-------- Selected excerpt --------

First example of Hebrew writing (971-913 BC) shows literacy in 10th cent. BC.

 

 

35. “House of Yahweh” (the Temple).

 

Ostracon writing on a piece of pottery found between 835-796 BC, 120 years after Temple built.   It is the oldest mention of Solomon’s Temple outside the Bible (about 950 BC).

 

 

36. Seals from royal courts of Israel and Judah (I and II Kings).   Nearly 2000 jar handles of wine jars from the time of Hezekiah with the inscription “to the king.”   The inscriptions tell us from what winery they came (in Israel).   Hezekiah built up large storehouses to be able to resist the Assyrian invasion.

 

Excavations and antiquity show how it produced carved, semi-precious stones belonging to royal causes dated from 900-600 BC.   Pictures of seal with name Shlomo (Solomon).   Picture available.   One found at Megiddo depicts a lion saying, “belonging to Shema, servant of Jeroboam.”

 

 

37. “The Moabite stone” (Mesha stele) picture available.   Moabites related to Israel, Gen. 37:36.   King Mesha bragged that he expelled Israelites, II Kings 3.

 

In 1868, found by German missionary in Gibon, east of Dead Sea.   Inscribed Mesha, King of Moab in 850 BC, one of the earliest finds of Biblical people, also said to contain reference to “house of David.”

 

 

38. “Black Obelisk” of Shalmanesar

6½' tall (II Kings 9-11), only contemporary pictures of a Hebrew king.

 

Discovered in palace at Nimrod in 1846, shows Biblical King Jehu, kneeling to Shalmanesar (dated from 841 BC).   It may also be a member of his embassy.

-------- Given data --------

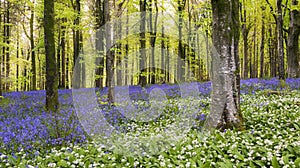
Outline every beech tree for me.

--------

Instruction 1: In the notes on biblical archaeology, where and in what year was the Black Obelisk discovered?
Instruction 2: State whether each statement agrees with the notes on biblical archaeology, answering yes or no and quoting the words that decide it: (a) The Moabite stone was found by a German missionary in 1868. (b) Nearly 2000 wine jar handles carry the inscription "to the king." (c) The Black Obelisk stands ten feet tall.
Instruction 3: Output the part of the notes on biblical archaeology from "Discovered in palace" up to and including "of his embassy.".

Exercise output 1: It was discovered in the palace at Nimrod in 1846.

Exercise output 2:
(a) Yes: "In 1868, found by German missionary in Gibon, east of Dead Sea."
(b) Yes: "Nearly 2000 jar handles of wine jars from the time of Hezekiah with the inscription “to the king.”"
(c) No: "6½' tall"

Exercise output 3:
Discovered in palace at Nimrod in 1846, shows Biblical King Jehu, kneeling to Shalmanesar (dated from 841 BC).   It may also be a member of his embassy.